#### PROMPT
Copy each of the records below word for word, keeping every line as it appears.
LISTING start
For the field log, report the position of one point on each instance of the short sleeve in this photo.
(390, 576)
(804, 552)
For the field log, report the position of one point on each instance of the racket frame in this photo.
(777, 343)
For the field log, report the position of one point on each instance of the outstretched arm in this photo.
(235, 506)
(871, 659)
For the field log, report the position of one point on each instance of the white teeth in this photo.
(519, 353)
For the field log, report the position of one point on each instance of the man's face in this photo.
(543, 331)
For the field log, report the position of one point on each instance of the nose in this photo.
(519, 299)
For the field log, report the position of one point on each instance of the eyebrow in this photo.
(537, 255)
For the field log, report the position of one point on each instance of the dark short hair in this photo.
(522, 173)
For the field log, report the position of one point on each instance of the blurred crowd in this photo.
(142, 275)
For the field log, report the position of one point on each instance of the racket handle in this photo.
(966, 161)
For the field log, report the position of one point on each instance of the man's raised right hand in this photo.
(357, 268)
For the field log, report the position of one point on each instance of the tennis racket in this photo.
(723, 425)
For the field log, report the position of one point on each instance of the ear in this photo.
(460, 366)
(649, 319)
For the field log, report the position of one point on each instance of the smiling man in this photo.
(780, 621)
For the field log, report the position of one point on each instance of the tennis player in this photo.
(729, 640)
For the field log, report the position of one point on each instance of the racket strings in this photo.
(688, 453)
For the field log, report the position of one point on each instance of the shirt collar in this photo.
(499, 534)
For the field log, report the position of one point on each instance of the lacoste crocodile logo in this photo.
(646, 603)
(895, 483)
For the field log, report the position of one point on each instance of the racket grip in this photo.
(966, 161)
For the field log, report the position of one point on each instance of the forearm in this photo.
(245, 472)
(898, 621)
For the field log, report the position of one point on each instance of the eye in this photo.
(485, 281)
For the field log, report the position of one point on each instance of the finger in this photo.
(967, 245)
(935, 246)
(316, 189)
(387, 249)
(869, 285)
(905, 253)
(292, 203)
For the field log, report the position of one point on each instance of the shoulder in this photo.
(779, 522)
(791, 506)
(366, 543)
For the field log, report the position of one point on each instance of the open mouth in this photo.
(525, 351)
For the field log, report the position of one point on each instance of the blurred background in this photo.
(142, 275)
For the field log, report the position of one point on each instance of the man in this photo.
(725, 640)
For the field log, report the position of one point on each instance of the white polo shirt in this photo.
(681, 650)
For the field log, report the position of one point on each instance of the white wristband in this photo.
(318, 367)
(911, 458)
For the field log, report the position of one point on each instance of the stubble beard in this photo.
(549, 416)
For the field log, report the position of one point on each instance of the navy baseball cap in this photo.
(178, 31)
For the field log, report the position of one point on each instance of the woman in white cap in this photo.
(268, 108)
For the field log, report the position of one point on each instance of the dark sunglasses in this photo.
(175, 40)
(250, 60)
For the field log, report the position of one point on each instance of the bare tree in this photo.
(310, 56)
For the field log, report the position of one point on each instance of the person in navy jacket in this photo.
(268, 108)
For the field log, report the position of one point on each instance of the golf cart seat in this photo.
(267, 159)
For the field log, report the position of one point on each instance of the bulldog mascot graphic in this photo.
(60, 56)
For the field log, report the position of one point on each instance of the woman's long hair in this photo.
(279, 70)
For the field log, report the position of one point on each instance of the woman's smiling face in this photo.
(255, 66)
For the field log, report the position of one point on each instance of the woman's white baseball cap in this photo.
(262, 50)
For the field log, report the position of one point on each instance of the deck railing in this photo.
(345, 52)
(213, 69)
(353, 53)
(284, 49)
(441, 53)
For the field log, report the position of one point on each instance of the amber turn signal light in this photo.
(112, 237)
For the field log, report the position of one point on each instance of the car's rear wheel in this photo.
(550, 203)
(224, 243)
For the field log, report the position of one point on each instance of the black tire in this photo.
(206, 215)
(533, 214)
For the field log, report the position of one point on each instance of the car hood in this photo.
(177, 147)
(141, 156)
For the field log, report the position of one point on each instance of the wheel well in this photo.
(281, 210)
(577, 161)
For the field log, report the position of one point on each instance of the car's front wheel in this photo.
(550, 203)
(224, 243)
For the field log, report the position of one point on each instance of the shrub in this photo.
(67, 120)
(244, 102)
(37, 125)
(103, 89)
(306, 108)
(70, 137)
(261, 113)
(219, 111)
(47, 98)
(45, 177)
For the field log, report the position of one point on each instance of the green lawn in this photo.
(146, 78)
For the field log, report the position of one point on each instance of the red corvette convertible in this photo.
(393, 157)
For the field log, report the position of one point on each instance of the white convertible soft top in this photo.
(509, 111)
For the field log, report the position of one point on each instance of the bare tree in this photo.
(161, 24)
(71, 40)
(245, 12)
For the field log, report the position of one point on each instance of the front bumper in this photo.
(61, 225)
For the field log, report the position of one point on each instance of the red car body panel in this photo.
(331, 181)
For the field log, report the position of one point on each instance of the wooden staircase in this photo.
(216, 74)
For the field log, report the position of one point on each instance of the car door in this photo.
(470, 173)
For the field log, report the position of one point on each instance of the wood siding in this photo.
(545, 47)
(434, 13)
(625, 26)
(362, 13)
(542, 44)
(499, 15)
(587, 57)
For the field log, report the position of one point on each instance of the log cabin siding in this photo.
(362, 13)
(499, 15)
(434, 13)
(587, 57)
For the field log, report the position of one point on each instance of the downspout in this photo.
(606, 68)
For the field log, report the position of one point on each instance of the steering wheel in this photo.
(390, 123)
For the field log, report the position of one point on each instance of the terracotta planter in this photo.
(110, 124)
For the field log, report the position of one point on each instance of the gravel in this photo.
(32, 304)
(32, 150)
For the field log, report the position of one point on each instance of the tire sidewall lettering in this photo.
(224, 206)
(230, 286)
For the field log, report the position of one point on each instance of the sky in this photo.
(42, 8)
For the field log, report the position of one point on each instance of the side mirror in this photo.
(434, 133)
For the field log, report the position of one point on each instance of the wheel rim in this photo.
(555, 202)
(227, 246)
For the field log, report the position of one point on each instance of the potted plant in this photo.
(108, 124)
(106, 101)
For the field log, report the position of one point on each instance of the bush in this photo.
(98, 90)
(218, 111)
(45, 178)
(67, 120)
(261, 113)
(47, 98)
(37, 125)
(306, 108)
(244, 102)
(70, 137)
LISTING end
#### EXERCISE ANSWER
For the field log, report the position of one point on each instance of the short sleeve in this photo.
(390, 576)
(804, 552)
For the field log, report the position of one point on each instance of the racket frame in this photo.
(777, 343)
For the field log, report the position of one point on each instance of the outstretched arm in this photo.
(235, 506)
(871, 659)
For the field log, report the position of one point on each instance of the white teeth in this photo.
(519, 353)
For the field log, report the position of one point on each instance of the man's face in this photo.
(543, 331)
For the field log, report the position of one point on each instance of the nose in this photo.
(519, 299)
For the field log, report the position of one point on each instance of the eyebrow in this photo.
(537, 255)
For the field log, report the position of one point on each instance of the dark short hair in this photo.
(522, 173)
For the field log, report the position of one point on each instance of the blurred crowd in this photo.
(142, 275)
For the field log, report the position of one point on each instance of the racket handle in this photo.
(966, 161)
For the field log, report the position of one point on each instance of the man's raised right hand in this photo.
(357, 268)
For the field log, report the position of one point on each instance of the tennis racket in this photo.
(723, 425)
For the field log, report the position of one point on each instance of the ear in this photo.
(460, 366)
(649, 319)
For the field log, report the position of one point on each instance of the smiling man in this photo.
(780, 621)
For the field log, report the position of one point on each instance of the tennis player in this photo.
(729, 640)
For the field log, report the position of one point on each instance of the racket strings in this photo.
(688, 453)
For the field log, report the position of one point on each instance of the shirt collar in this photo.
(499, 534)
For the field log, report the position of one point on each instance of the lacoste crocodile logo in this photo.
(646, 603)
(895, 483)
For the field log, report the position of one point on each instance of the racket grip in this photo.
(966, 161)
For the field log, report the position of one point on each instance of the forearm in this photo.
(245, 472)
(898, 621)
For the field log, report the position of one point on each instance of the eye in this photo.
(485, 281)
For the field log, report the position of one point on each instance of the finger in this photo.
(967, 245)
(935, 246)
(316, 189)
(387, 249)
(869, 285)
(905, 253)
(292, 203)
For the field log, report the position of one point on each instance of the shoulder in this photo.
(779, 522)
(791, 506)
(366, 543)
For the field log, report the position of one point on each instance of the open mouth in this photo.
(525, 351)
For the field log, report the position of one point on each instance of the blurred background in this photo.
(142, 275)
For the field log, report the position of one point on each instance of the man in this photo.
(725, 640)
For the field log, report the position of one point on each instance of the white polo shirt in this photo.
(681, 650)
For the field log, report the position of one point on each instance of the white wristband in this photo.
(318, 367)
(911, 458)
For the field log, report the position of one point on each instance of the stubble beard in this photo.
(549, 416)
For the field log, report the position of one point on each instance of the navy baseball cap in this photo.
(178, 31)
For the field log, report the position of one point on each instance of the woman in white cap in this photo.
(268, 108)
For the field log, report the position of one point on each instance of the dark sunglasses in this photo.
(175, 40)
(250, 60)
For the field log, report the position of one point on each instance of the bare tree in this photo.
(310, 56)
For the field log, report the position of one point on each instance of the person in navy jacket in this photo.
(268, 108)
For the field log, report the position of one point on each instance of the golf cart seat in this photo.
(267, 159)
For the field log, report the position of one point on each instance of the bulldog mascot graphic in this photo.
(60, 56)
For the field log, report the position of one point on each instance of the woman's long hair in this photo.
(279, 70)
For the field log, report the position of one point on each instance of the woman's smiling face in this photo.
(255, 66)
For the field log, report the position of one point on each instance of the woman's white baseball cap in this photo.
(262, 50)
For the field log, report the position of one point on each instance of the deck railing in this photo.
(345, 52)
(213, 69)
(353, 53)
(284, 49)
(441, 53)
For the field log, report the position of one point on each instance of the amber turn signal light in this photo.
(112, 237)
For the field log, report the position of one point on each instance of the car's rear wheel in this photo.
(550, 203)
(224, 243)
For the field log, report the position of one point on each instance of the black tire in this photo.
(206, 215)
(533, 214)
For the field log, report the position of one point on each instance of the car hood in this photo.
(177, 147)
(141, 156)
For the field log, report the position of one point on each instance of the wheel well in this photo.
(281, 210)
(577, 161)
For the field log, report the position of one point on each instance of the car's front wheel in this photo.
(550, 203)
(224, 243)
For the field log, report the position of one point on each instance of the shrub in this photo.
(67, 120)
(244, 102)
(37, 125)
(103, 89)
(306, 108)
(70, 137)
(261, 113)
(219, 111)
(47, 98)
(45, 177)
For the field log, report the position of one point on each instance of the green lawn in this photo.
(146, 78)
For the field log, report the position of one point on each instance of the red corvette convertible in this photo.
(393, 157)
For the field log, report the position of one point on each instance of the white convertible soft top in this photo.
(509, 111)
For the field log, report the position of one point on each instance of the bare tree in this photo.
(161, 24)
(71, 40)
(245, 12)
For the field log, report the position of one point on each instance of the front bumper in this photo.
(61, 225)
For the field log, report the position of one point on each instance of the red car body panel in this photo.
(331, 181)
For the field log, report the position of one point on each instance of the wooden staircase in this photo.
(216, 74)
For the field log, report the position of one point on each instance of the car door in this photo.
(470, 173)
For the field log, report the position of one point on each instance of the wood siding in this photo.
(545, 47)
(434, 13)
(625, 26)
(362, 13)
(542, 44)
(499, 15)
(587, 57)
For the field log, report the position of one point on each instance of the log cabin siding in this photo.
(362, 13)
(499, 15)
(434, 13)
(587, 57)
For the field log, report the position of one point on each instance of the downspout in this photo.
(606, 68)
For the field log, report the position of one point on each instance of the steering wheel in this photo.
(390, 123)
For the field log, report the position of one point on each instance of the terracotta planter in this photo.
(110, 124)
For the field log, report the position of one point on each instance of the gravel in this photo.
(32, 304)
(32, 150)
For the field log, report the position of one point on each instance of the tire sidewall lettering in this photo.
(224, 206)
(230, 286)
For the field log, report the position of one point on each instance of the sky in this photo.
(42, 8)
For the field log, report the position of one point on each instance of the side mirror in this photo.
(434, 133)
For the field log, report the position of one point on each instance of the wheel rim in this photo.
(555, 202)
(227, 246)
For the field log, report the position of one point on each instance of the potted plant in this photo.
(108, 124)
(106, 101)
For the field log, report the position of one point on each instance of the bush in this photo.
(98, 90)
(218, 111)
(45, 178)
(67, 120)
(261, 113)
(47, 98)
(37, 125)
(306, 108)
(244, 102)
(70, 137)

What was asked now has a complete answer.